* **Document excerpt**:
--------------------------------------------------

Wednesday, February 16, 2011

Pastor Al



(painting by: a neighbor)


Jesus, I must be unhappy.  The internet used to make me laugh.  I made the mistake of coming home after what I've been conditioned to feel is a reasonable day at work and read through the last week of my own posts.  I used to be funny, I had thought.  I didn't even get a giggle out of myself, scarcely a smirk. It was like reading through many acrimonious pages of divorce testimony.  

Awful stuff.  Horrible. Bitter to the mind.

I used to write a column for a website out of Amsterdam. It was a music website that was quite popular and I was commissioned to do 'stringently editorial' pieces, sort of.  It is difficult to explain now.  It helped me ruin my career in the music industry, but I had a lot of fun doing it.  It was irreverent.  When I try to be irreverent now I just sound like an aging producer of fringe pornography whining about The Constitution, a humorless Larry Flynt, if that's even possible.


I am just now beginning to glimpse the ever-fleeting beauty of youth, luckily, as my vision fades, taking my memory with it.  

Youth is a tremendous thing to consider, a sometimes horrendous thing to have endured, a marvel to repossess in the life of another...  

It is a hell of a thing to wish for again, to seek. 

Lover, barely understood there, and less often revered, 
into youth we fell forever upwards and then away. 

Oh gods, were it only helium....


But, to repossess time... to foreclose,
to put a lien against that established past.

If only the gust of promise were as enforceable as an unpaid debt.  
Interest is not interest, as I've come to understand it, to know.
So-so many meanings....




The girl that I was dating at that time, we had some cultural differences, she often had a yeast infection, but there were other problems too.

She was the first to hit the 1000 repetition mark of slurring loudly: "Everybody's a DJ..."

Look it up, you'll see. 

I also hit 1000 with the response: "...or an aging model," but the internet has been cruel and patchy in recording my successes.  Now I sound like a gay Larry Flynt.  Is that even possible? 

Hustler, indeed.



So, I'm bald I got that off of my chest, or glad, for typos.

I'll try to lighten up again, and remember that there are artists like the one featured above, willing to take colorful chances, unafraid to be unacceptable, desirous of deficiency, piddling to be pathetic. Those are the real hero'es.... terrorism has no power to forever destroy the trivial.


When I wake up in the morning I'd like to recount in prose a story about going to a local deli and seeing a handwritten sign that stated: "We Reserve The Right To Inspect All Bags!"


My only hope: I haven't slept my mood away...


... and there are still a few bags around, willing to get rightful inspections.

--------------------------------------------------

* **Dataset entries**:

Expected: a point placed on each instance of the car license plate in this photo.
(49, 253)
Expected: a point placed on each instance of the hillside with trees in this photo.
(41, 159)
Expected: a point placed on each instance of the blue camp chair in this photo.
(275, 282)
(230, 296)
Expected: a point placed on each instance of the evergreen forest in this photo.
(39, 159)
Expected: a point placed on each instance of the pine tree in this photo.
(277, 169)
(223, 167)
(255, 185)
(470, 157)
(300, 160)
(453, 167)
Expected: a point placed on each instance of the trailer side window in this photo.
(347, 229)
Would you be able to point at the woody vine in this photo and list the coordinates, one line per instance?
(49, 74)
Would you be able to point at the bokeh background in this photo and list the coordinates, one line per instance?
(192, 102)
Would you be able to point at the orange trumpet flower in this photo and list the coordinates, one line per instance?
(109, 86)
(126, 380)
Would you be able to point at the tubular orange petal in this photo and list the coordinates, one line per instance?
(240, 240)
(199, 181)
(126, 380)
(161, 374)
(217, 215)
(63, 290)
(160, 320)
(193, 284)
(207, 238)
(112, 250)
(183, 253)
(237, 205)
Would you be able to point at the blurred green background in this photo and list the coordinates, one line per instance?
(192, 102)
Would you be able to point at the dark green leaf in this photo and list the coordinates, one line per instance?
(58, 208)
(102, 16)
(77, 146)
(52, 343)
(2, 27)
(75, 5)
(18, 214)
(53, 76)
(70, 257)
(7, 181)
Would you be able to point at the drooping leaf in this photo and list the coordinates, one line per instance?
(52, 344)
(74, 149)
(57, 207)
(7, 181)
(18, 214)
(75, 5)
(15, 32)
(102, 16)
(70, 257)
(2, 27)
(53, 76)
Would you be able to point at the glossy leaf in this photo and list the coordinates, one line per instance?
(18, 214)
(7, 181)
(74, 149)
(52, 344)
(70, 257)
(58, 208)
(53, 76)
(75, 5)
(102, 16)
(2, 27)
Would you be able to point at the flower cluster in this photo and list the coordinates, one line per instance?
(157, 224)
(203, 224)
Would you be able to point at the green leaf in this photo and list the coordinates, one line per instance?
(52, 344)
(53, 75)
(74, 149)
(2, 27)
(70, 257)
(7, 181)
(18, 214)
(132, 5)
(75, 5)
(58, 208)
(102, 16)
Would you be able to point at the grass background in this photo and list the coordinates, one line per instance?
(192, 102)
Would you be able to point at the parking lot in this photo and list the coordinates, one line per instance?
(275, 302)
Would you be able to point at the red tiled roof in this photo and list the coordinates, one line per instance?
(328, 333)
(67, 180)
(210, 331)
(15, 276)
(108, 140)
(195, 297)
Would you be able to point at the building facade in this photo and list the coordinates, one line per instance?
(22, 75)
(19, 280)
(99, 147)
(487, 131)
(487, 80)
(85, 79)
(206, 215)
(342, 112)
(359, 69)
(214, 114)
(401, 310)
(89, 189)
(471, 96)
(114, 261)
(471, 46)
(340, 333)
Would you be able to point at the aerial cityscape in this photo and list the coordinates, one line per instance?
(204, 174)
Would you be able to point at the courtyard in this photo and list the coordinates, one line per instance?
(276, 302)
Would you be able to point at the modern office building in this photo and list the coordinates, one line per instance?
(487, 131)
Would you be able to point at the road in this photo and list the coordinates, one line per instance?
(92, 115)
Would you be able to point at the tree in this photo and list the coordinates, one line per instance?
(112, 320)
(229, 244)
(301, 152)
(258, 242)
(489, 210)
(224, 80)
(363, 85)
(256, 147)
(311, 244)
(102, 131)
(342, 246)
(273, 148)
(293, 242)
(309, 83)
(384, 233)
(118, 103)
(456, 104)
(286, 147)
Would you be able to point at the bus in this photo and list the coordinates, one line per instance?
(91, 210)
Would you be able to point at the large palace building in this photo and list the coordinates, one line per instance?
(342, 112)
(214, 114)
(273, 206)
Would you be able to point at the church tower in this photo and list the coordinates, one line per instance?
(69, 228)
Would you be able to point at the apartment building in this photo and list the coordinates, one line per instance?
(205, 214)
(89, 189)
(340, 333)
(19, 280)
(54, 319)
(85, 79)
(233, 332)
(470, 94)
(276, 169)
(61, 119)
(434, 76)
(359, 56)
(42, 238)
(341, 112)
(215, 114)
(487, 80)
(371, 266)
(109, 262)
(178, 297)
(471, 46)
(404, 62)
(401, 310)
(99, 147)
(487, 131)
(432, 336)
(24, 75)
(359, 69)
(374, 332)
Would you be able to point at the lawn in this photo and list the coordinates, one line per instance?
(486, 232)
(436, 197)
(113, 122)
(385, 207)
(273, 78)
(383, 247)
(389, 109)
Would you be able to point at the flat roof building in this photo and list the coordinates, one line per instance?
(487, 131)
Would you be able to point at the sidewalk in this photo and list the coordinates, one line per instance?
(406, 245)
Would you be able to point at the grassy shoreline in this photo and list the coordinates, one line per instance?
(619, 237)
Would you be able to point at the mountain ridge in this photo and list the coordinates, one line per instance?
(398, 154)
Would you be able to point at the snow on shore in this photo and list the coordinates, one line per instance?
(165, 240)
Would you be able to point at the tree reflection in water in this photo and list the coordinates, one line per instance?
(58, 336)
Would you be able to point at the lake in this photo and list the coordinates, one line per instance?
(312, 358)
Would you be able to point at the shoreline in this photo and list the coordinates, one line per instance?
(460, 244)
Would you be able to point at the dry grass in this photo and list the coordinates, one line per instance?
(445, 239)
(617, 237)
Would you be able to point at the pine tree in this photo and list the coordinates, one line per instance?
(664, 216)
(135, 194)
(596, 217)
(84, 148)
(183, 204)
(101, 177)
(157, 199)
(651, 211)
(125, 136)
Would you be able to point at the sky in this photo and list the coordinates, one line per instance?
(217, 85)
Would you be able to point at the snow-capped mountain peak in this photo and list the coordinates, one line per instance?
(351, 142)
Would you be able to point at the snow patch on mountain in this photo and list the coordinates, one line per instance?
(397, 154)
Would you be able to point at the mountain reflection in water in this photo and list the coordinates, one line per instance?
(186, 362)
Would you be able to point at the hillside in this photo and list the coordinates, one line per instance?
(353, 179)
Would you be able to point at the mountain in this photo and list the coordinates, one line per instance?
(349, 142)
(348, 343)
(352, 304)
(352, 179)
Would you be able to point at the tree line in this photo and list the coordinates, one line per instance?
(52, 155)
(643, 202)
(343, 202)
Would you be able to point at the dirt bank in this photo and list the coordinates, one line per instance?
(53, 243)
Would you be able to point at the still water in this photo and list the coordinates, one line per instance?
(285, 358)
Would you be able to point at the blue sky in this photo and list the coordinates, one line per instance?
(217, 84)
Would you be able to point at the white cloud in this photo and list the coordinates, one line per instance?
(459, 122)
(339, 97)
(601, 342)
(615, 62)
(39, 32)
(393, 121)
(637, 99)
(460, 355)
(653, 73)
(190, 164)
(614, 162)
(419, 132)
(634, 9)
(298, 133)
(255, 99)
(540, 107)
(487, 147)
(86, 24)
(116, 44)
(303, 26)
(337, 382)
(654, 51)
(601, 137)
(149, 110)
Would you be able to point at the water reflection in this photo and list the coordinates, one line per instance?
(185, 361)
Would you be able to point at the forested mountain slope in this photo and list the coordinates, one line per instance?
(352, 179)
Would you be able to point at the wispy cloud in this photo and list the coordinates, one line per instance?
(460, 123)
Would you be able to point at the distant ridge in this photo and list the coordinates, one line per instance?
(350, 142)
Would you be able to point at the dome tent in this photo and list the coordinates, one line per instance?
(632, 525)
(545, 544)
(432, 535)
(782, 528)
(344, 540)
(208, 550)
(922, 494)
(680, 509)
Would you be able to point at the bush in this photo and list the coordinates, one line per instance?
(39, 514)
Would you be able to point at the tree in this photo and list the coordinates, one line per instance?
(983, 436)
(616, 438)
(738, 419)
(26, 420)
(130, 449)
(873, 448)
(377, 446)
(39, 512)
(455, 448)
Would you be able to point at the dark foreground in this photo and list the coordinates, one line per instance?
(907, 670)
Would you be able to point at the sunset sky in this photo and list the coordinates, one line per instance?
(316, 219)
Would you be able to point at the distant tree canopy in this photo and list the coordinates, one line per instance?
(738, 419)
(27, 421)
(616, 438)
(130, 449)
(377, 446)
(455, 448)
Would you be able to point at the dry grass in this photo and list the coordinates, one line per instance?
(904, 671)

--------------------------------------------------

* **What is required**:
In the blog post, what kind of website did the writer once write a column for, and where was it based?

* **Task output**:
A popular music website based in Amsterdam.